For every item below, output its lines as a JSON list of strings, one string per line, with blank lines left out.

◇ ◇ ◇ ◇ ◇ ◇ ◇

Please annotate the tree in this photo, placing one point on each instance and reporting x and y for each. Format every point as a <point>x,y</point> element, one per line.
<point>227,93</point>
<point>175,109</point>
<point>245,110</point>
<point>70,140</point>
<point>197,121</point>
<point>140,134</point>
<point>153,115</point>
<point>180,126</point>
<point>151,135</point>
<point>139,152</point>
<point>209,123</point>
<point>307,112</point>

◇ ◇ ◇ ◇ ◇ ◇ ◇

▸ Correct answer
[
  "Please annotate the tree in this photo, placing one point on each instance and reporting x and y for each. Format every point as a <point>x,y</point> element, one per line.",
  "<point>227,93</point>",
  "<point>175,109</point>",
  "<point>245,110</point>",
  "<point>70,140</point>",
  "<point>197,121</point>",
  "<point>140,134</point>",
  "<point>153,115</point>",
  "<point>180,126</point>",
  "<point>151,135</point>",
  "<point>139,152</point>",
  "<point>209,123</point>",
  "<point>307,112</point>"
]